┌──

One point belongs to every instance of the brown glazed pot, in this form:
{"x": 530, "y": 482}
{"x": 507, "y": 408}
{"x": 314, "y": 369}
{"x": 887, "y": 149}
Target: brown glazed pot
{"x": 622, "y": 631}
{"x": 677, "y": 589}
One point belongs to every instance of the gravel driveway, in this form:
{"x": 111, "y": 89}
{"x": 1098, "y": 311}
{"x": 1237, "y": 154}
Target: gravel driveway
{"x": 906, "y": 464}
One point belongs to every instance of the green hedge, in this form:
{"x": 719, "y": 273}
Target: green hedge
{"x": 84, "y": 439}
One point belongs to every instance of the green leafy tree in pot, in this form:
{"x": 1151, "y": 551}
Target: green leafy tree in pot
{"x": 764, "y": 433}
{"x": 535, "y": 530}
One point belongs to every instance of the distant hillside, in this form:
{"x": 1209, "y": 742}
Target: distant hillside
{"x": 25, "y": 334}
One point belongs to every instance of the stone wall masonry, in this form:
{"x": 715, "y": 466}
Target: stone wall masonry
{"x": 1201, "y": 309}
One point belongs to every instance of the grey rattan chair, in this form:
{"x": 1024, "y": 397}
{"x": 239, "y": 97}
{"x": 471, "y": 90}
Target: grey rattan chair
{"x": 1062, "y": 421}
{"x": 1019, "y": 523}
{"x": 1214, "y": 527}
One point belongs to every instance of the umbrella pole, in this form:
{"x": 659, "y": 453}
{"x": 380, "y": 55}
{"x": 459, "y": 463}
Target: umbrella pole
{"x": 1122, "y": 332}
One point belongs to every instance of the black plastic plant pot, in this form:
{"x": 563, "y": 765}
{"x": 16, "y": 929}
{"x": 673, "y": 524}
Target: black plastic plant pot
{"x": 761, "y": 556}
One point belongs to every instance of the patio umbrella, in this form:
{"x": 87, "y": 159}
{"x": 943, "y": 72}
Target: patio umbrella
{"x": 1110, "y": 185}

└──

*Directions*: Extract all of the data shown above and repeat it verbatim.

*Correct result*:
One point belongs to every instance of the brown glazed pot, in this form:
{"x": 530, "y": 482}
{"x": 507, "y": 408}
{"x": 314, "y": 369}
{"x": 887, "y": 149}
Target: brown glazed pot
{"x": 622, "y": 631}
{"x": 677, "y": 589}
One point belongs to every instance of the gravel driveway, in this form:
{"x": 111, "y": 89}
{"x": 1098, "y": 311}
{"x": 1237, "y": 154}
Target: gravel driveway
{"x": 906, "y": 464}
One point belongs to every instance of the green hedge, in this form:
{"x": 719, "y": 273}
Target: green hedge
{"x": 84, "y": 439}
One point belongs to every instance of the green leafy tree in pot, in this form:
{"x": 1151, "y": 551}
Target: green leafy tree in pot
{"x": 764, "y": 433}
{"x": 535, "y": 530}
One point belongs to every instance of the distant hillside, in this form:
{"x": 1209, "y": 742}
Target: distant hillside
{"x": 25, "y": 334}
One point belongs to every instance of the stone wall masonry, in this form:
{"x": 715, "y": 466}
Target: stone wall masonry
{"x": 1201, "y": 309}
One point belongs to every instance of the grey rattan chair, in this form:
{"x": 1024, "y": 397}
{"x": 239, "y": 97}
{"x": 471, "y": 90}
Target: grey rattan chair
{"x": 1062, "y": 421}
{"x": 1019, "y": 523}
{"x": 1214, "y": 527}
One point belongs to every instance of the umbrella pole, in this form:
{"x": 659, "y": 453}
{"x": 380, "y": 55}
{"x": 459, "y": 463}
Target: umbrella pole
{"x": 1122, "y": 332}
One point belongs to every instance of the black plastic plant pot, in this form:
{"x": 563, "y": 765}
{"x": 16, "y": 929}
{"x": 673, "y": 524}
Target: black plastic plant pot
{"x": 761, "y": 556}
One point belongs to every instance of the patio umbrella, in this form:
{"x": 87, "y": 159}
{"x": 943, "y": 72}
Target: patio umbrella
{"x": 1110, "y": 185}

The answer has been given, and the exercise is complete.